_Sayfa Metni_

***

16 Nisan 2017 00:57

Bombalar büyüdükçe!

Bombalar büyüdükçe!

Fotoğraf: Envato

Paylaş

Geçen hafta ABD Hava Kuvvetleri Afganistan’da korkunç bir saldırı gerçekleştirildi. Bu saldırı çok önemli olmasına karşın Türkiye’de yeterince ilgi çekmedi. Türkiye’de gündemde olanlar düşünüldüğünde buna şaşırmamak gerekiyor. Ancak bu saldırı, on beş yıldır süren saldırılardan çok farklıydı çünkü “bütün bombaların anası” olarak adlandırılan GBU-43 ilk kez kullanıldı.

GBU-43 yaklaşık 9 metre uzunluğunda ve 10 ton ağırlığında; Irak’ın işgalinin hemen öncesinde ilk kez denenen, GPS güdümlü bir bomba. İşgalin başrol oyuncularından dönemin ABD Savunma Bakanı Rumsfeld, bu bombanın Saddam’ın hızla teslim olmasını sağlamak için kullanılacağını söylemiş, ancak bomba işgal sırasında kullanılmamıştı.

Bombanın yeniden gündeme getirilmiş olması önemli. Savunma Bakanlığı Sözcüsü Stump ve Beyaz Saray Sözcüsü Spicer tarafından açıklamalar yapılması da bunu gösteriyor. Bomba hakkında görüşü sorulan Trump da ordunun bu başarısı ile çok gurur duyduğunu belirtmiş.

***

_Gösterilen Kayıtlar_
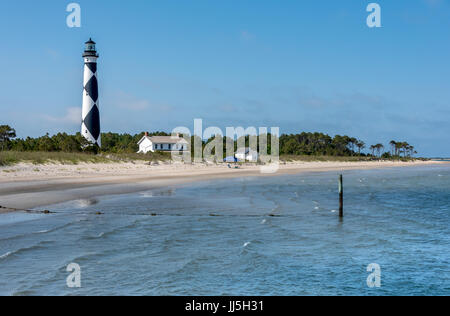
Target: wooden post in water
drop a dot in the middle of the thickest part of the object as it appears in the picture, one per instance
(341, 196)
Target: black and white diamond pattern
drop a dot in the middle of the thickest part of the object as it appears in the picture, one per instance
(90, 127)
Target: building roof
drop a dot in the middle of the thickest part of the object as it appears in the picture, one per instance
(164, 139)
(245, 150)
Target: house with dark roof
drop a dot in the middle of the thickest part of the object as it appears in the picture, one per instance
(162, 143)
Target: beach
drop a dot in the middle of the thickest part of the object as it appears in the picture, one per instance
(246, 235)
(27, 186)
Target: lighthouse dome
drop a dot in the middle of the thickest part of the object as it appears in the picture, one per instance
(90, 50)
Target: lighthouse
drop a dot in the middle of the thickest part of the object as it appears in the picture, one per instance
(90, 126)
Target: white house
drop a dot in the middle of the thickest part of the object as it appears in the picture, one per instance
(246, 154)
(162, 143)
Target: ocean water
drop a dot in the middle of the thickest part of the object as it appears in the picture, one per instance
(254, 236)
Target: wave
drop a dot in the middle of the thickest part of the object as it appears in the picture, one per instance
(40, 245)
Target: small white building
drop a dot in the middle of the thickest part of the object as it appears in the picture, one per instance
(162, 143)
(246, 154)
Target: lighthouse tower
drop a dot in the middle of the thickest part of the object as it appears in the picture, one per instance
(90, 127)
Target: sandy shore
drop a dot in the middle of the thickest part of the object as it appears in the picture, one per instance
(26, 186)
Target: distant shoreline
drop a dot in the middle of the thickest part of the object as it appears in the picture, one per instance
(27, 186)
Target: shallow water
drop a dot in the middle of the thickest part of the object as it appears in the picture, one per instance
(254, 236)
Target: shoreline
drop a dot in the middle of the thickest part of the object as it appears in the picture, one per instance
(23, 187)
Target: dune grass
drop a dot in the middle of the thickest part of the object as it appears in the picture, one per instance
(8, 158)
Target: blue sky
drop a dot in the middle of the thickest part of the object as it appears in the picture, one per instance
(299, 65)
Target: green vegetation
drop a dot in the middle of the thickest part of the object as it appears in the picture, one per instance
(73, 149)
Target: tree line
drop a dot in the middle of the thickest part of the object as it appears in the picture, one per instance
(307, 144)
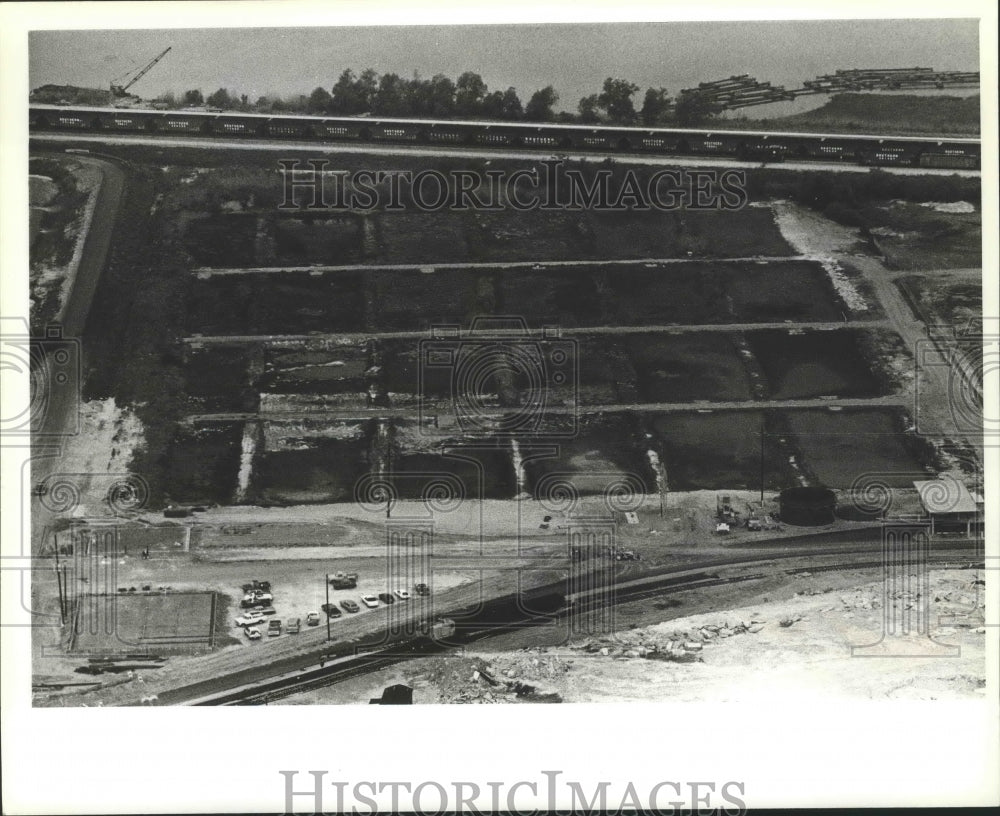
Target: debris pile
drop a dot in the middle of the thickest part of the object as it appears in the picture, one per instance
(519, 677)
(683, 646)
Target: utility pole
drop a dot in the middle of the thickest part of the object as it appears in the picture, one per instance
(762, 466)
(663, 490)
(327, 610)
(59, 582)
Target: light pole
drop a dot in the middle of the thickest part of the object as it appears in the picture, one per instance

***

_Alıştırmalar_
**a)** Kayıtlarda "water" kelimesinin geçtiği bütün satırları bulup tek tek yaz. Büyük ve küçük harf farkı önemlidir.
**b)** GBU-43 bombasıyla ilgili yazının devamını yaz.
Sayfa metni ile kayıtlar ayrı kaynaklardan alınmıştır.

_Görev Yanıtları_
**a)**
Target: wooden post in water
Target: ocean water
Target: shallow water

**b)**
Bu söylenenler ve olanlar şöyle özetlenebilir; Saldırının yapıldığı bölge, Pakistan sınırında, Nangarhar eyaletinde. Bu bölgenin de içinde olduğu çok geniş bir alanda, Pakistan ve Afganistan yönetimlerinin sözü geçmiyor. Bu, ABD’nin 30-40 yıldır sürdürdüğü dış politikadan kaynaklanıyor. Sonuç, 15 yıldır süren işgale karşın Afganistan’da durumun, “hâlâ istikrarsız” olması. Bu da işgalin sürmesi için bir gerekçe.

Afganistan’daki güçlerin komutanı Orgeneral Nicholson, GBU-43 bombasının, IŞİD’in Afganistan kolu olarak bilinen IŞİD-K’nin mağaraları, tünelleri ve barınaklarına yönelik kullanıldığını açıklamış. Söz konusu örgütün, yine ABD tarafından yürütülen Büyük Ortadoğu Projesi’nin ürünü olduğu göz önünde tutulduğunda, söylenenler gerçekten hayret verici.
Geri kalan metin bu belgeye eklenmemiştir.